Problem: Copy each line of the material in which the word "woman" appears.
-------------------------
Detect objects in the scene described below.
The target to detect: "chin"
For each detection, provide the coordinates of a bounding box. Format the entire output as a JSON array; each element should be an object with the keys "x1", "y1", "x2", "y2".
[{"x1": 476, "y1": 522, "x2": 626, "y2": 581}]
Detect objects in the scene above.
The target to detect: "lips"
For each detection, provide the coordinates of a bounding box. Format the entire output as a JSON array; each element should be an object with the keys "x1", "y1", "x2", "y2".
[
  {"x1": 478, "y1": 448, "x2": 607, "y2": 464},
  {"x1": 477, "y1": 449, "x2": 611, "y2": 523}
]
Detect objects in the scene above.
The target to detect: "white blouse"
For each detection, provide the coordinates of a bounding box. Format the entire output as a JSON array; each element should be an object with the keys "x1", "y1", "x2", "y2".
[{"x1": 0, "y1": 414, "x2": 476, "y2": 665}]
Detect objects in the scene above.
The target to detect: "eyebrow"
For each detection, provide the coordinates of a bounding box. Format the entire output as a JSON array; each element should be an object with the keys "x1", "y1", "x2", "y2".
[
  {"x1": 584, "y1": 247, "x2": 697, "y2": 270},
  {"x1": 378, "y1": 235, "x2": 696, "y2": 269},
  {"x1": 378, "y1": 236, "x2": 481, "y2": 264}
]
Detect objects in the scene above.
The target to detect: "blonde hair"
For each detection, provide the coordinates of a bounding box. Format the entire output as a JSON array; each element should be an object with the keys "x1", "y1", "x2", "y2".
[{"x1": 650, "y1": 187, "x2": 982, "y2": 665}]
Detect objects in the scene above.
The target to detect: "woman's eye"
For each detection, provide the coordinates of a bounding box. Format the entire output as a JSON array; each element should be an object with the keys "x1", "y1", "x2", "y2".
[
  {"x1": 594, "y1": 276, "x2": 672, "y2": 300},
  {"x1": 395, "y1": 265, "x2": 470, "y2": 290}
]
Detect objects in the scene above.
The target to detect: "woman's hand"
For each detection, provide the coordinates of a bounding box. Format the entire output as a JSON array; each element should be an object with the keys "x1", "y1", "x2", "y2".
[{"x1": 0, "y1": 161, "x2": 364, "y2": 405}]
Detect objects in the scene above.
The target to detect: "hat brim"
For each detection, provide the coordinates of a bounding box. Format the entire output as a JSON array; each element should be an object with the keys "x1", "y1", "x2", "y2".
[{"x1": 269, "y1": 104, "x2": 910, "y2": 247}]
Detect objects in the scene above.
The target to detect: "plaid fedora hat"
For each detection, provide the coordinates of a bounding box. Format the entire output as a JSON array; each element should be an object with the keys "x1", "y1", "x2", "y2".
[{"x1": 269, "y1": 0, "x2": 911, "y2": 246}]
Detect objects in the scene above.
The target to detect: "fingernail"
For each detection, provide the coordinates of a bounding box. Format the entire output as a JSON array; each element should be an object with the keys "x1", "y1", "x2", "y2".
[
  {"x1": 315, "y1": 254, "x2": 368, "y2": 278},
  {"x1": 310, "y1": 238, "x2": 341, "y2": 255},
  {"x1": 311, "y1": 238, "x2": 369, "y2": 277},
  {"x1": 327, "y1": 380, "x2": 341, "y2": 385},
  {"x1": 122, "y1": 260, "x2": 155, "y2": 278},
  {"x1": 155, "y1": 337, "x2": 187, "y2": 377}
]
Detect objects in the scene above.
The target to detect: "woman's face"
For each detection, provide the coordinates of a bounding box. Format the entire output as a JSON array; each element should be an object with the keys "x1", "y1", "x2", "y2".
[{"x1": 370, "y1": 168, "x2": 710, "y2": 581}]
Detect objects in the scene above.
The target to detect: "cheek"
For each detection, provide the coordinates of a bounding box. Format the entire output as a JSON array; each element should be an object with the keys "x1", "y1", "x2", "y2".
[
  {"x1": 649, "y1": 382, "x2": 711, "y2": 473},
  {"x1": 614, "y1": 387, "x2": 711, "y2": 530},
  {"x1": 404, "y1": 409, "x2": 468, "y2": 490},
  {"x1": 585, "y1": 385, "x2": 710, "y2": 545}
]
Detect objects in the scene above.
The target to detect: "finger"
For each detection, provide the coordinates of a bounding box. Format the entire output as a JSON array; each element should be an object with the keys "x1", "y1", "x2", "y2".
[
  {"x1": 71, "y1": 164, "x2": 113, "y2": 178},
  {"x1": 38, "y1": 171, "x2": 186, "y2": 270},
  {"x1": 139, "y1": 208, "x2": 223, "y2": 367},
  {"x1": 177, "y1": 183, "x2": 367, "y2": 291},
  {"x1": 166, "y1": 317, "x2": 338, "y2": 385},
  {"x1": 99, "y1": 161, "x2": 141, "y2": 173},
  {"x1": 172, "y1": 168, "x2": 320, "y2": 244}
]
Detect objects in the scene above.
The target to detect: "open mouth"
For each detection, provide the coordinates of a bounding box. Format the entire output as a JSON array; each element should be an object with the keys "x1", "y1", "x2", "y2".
-------------------------
Task solution:
The target to detect: "woman's eye"
The target to detect: "woman's hand"
The target to detect: "woman's face"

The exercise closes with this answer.